Text section:
Ruffini: I think number one, it's the economy. This is an upwardly mobile, striving community. It's a community where that old historic pattern of if you have more money, if you've made it in the country, you actually are voting more Republican. It just turns out there's a pretty good upward trajectory and upward trend in Hispanic incomes over the last few generations. You actually do see a lot more loyalty to the Democratic Party in the sort of lower income first generation communities that you see moved to second and third generation communities.

Gillespie: As you point out in your book, your name ends in a vowel. It is Italian. I am Italian on my mother's side, who grew up in Waterbury, Connecticut, not far from where you grew up. Michael Barone, 25 years ago wrote The New Americans: How the Melting Pot Can Work Again, and likened the Mexican-American experience to the Italian-American experience. Part of his argument was that two or three generations in, they are indistinguishable from native-born people. 

Yet we fail to grasp that because Latino or Hispanic immigrants keep coming to the country. We keep thinking everybody is here for six months or a couple of years. And we don't recognize that since Reagan's second administration, if not longer, Latinos, particularly Mexicans, have been here, and now they're in their second or third generation. So they're really as American as Italians, right? 

Ruffini: That's right. I think there's a big divide by generation in terms of partisanship. But you mentioned that the group is not a monolith. There's no shared unique experience among Latinos in America. You've got Mexican Americans, got Puerto Ricans, got Cuban Americans. All the different [groups] came from incredibly different contexts. When you look at the issue of why does Trump actually make gains after he elevates the issue of immigration? It's because Hispanics who are already in the voting public, do they see the people coming across the border today as people like them or do they see them as fundamentally different from them? I think they see them as more different than they do similar. If you're voting and if you show up in these election statistics that I talk about, you've probably been here for a while. You're a citizen of the United States. You are a legal immigrant to the United States, if you have immigrated at all to the United States. It's just a fundamentally different experience. 

In particular in the polling, in the work I've done on the southern border, it's very clear that the people down there do not see the people crossing as being one of them, especially in the current wave. What you see also increasingly is, the people here in those communities tend to be more Mexican-American. And what you see is people from Venezuela, but you're also seeing non-Latino people crossing. You're seeing people from Haiti, the Caribbean and further afield, who are part of this migrant crisis. It's just fundamentally different. A typical Latino voter is as far apart from the people crossing today than a typical white. And that's the reality.

Gillespie: Has immigration been defined by the chaos at the border or the inability to control the border?

Ruffini: There is no question that this situation on the southern border has overshadowed and dominated the whole question of immigration, such that when you even bring up the question of immigration in this survey, people see it as an issue that is a liability for the Biden administration. People want to go back to something like the Trump administration policies. But you did see increasingly, post-2016, there was a backlash among Democrats to what was seen as Trump's xenophobia, intolerance of immigrants, and so they, as a result, putting on their jerseys to some extent, decided to be a party that was openly advocating for immigration, whereas you wouldn't have seen that in the Democratic Party of yesteryear, which was where labor was a big factor. Labor, in and of itself through the 1990s, was very skeptical of open immigration.

I think that the old populist Democratic Party went away. As a result, Biden had to commit to a much more open set of border policies that has invited political disaster for him.

Tasks and exercises:
a. In the interview on Hispanic voters and immigration, what book did Michael Barone write 25 years ago?
b. Extend the interview on Hispanic voters and immigration, picking up after its final sentence.
The data that comes next is from a separate source and has no connection to the interview.

Extracted entries:
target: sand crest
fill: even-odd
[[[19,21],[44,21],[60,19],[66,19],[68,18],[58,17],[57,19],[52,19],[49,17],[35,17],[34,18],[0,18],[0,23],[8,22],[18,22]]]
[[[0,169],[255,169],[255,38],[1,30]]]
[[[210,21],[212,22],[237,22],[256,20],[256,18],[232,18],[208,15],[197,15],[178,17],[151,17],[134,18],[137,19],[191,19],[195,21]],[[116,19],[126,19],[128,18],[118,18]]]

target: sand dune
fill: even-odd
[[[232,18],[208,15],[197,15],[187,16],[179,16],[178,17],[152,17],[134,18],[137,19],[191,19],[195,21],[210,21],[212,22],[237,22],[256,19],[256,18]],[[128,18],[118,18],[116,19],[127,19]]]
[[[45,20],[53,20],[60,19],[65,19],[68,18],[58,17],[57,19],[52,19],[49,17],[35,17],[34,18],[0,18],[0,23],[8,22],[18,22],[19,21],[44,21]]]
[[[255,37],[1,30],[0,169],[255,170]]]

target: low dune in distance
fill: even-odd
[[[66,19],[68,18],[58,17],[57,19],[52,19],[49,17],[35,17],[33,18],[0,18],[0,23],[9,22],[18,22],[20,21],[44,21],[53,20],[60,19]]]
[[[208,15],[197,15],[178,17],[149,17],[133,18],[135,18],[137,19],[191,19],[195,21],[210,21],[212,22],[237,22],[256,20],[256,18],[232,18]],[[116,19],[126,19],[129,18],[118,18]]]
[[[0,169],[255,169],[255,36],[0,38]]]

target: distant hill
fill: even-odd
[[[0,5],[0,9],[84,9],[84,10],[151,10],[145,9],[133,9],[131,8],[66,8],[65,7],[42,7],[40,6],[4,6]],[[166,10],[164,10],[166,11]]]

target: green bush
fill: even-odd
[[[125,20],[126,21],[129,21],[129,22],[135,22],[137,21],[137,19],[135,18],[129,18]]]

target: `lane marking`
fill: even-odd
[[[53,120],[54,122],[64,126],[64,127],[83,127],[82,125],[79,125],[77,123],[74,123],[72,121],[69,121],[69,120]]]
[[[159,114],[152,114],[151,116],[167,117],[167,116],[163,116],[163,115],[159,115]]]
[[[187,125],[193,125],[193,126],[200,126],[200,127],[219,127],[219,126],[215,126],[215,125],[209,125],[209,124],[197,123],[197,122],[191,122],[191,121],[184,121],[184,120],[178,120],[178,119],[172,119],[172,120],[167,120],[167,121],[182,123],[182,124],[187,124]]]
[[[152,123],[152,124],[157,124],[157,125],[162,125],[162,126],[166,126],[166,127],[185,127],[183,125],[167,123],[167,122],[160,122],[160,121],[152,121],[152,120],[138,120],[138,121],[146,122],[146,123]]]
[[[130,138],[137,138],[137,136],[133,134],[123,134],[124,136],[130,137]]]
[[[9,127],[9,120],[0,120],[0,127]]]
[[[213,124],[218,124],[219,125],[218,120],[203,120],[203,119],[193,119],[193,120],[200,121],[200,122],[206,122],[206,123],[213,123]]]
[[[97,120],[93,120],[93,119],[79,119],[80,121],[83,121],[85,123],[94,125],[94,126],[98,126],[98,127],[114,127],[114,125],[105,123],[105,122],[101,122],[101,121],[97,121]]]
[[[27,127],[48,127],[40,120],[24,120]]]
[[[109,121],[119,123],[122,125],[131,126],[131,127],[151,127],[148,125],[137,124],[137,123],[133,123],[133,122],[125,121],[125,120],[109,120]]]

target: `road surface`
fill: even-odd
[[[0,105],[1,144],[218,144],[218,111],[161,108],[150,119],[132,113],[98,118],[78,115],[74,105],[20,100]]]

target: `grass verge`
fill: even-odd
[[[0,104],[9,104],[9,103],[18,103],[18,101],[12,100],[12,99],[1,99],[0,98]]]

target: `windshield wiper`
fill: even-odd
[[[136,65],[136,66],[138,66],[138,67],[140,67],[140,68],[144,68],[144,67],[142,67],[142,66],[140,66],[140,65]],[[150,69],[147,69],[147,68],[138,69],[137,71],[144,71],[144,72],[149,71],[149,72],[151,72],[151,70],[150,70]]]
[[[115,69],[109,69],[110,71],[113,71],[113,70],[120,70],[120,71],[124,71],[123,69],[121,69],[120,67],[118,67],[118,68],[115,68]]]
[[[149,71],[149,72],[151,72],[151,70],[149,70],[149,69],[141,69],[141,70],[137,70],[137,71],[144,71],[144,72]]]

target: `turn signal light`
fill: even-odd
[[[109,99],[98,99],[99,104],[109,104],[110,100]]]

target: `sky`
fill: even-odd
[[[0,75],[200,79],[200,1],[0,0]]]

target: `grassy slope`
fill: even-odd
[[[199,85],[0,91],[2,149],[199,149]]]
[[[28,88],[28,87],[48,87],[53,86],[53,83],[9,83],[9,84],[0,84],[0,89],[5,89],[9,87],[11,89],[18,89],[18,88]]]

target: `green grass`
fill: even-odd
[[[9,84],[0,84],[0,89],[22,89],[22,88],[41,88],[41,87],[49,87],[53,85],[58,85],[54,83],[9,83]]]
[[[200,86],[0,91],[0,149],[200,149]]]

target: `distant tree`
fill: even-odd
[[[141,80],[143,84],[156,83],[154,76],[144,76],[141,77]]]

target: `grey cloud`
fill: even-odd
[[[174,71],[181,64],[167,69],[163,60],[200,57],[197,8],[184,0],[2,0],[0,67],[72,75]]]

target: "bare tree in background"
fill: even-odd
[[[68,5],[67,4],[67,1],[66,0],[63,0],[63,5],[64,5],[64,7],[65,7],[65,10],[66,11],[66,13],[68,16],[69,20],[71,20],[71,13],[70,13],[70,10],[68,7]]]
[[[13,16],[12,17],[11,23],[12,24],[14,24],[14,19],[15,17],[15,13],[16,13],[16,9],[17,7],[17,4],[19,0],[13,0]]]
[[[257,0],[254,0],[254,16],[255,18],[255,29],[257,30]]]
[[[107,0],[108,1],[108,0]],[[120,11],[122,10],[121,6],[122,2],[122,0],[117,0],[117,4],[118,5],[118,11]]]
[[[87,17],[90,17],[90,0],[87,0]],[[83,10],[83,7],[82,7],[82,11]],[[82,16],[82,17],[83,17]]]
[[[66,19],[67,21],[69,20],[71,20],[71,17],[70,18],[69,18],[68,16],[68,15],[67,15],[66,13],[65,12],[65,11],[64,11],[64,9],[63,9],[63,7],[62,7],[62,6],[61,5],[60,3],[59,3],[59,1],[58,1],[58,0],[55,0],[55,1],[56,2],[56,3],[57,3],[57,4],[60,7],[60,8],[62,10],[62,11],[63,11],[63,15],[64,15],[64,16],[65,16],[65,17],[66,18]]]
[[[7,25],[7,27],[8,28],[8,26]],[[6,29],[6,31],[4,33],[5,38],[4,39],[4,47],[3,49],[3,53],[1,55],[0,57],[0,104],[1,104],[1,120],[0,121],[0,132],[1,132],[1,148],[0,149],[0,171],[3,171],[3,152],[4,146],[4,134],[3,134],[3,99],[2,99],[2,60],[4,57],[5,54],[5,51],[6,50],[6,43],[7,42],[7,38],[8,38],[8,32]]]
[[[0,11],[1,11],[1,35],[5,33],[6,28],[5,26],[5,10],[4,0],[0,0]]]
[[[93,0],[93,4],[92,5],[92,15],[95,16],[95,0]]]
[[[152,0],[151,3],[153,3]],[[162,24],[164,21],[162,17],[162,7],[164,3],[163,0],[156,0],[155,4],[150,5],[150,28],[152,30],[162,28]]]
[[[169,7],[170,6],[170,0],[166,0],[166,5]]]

Responses to the tasks:
a. The New Americans: How the Melting Pot Can Work Again.

b.
Gillespie: At the same time, Bill Clinton in '96 spent a huge chunk of his renomination speech saying he was going to get rid of illegal immigrants. He was going to remove them from the country.

Ruffini: That is a really good point. I think there's a world of difference between Bill Clinton and what Joe Biden is going to do. You don't really see Biden touting the fact that he is now tough on the border, like he is the one who was tough and wants to get something done on the border, in such a way that it would register with voters. 

The other day on Twitter, I imagined, what would a Bill Clinton-style ad look like about the current border crisis? I know he'd be talking about the Biden border plan to crack down on illegals. If you were rerunning the Bill Clinton 1996 playbook, which, by the way, I think that would work, I think that would still work today. But you won't see him do it because the climate within his own party has just dramatically changed when it comes to anything that's adjacent to diversity or anything like that. It's just unimaginable that he would do something like that.

Gillespie: Let's talk about Asian Americans. How do they factor into the multiracial coalition that might remake the GOP? How bad is it to characterize all Asian Americans as peas in a pod? But then what is the highest-salience set of issues for them?

Ruffini: This is a very bifurcated community because about half of the Asian electorate is college-educated and votes in many ways similar to the white, college-educated electorate. You have a large number of Asians in California, which is a very blue state. They started out from a very democratic baseline. But if you look at the Asian American professionals in one of the major metro areas, they're pretty indistinguishable, actually, from a white educated professional. 

In terms of the places where you have an identifiably Asian voting bloc—places like Little Saigon in Orange County or in San Jose, California, or places in Queens, which have received a lot of attention over the last couple election cycles—those are oftentimes first generation immigrant communities where a lot of people speak the original language. These voters are very different from this professional class that you've seen a shift in? You actually start to see more of a class divide in the Asian community. 

But you look at places like in New York City—and particularly this realignment kind of gained steam in 2022—[former Rep.] Lee Zeldin [R–N.Y.] won a lot of those voters. You had three Asian American Republicans getting elected as Assembly people in Brooklyn, when no one was really expecting that. It is a very different community. You really see it particularly among Koreans, among Vietnamese, to some extent Chinese Americans. Less so among Indian Americans, I don't think you see it as much there. But there's a huge divide by education.

Gillespie: What about groups like Chinese and Japanese, who might be a very small population? Do you see the same kind of pattern where if they've been here for three generations or more they have become indistinguishable from white voters or native-born Americans?

Ruffini: It depends on the context of what are they moving to. To some extent, the Hispanic working-class voter is essentially this generation's version of the white working-class voter of yesteryear. They're moving into places like Northeast Philly, which was a traditionally more conservative place. We had a pretty conservative white electorate. But they're living a solidly middle-class existence. This is not like, "Oh, we're living in the barrio." We are living a solidly middle-class existence. There's a pathway where you can see how they're becoming more Republican.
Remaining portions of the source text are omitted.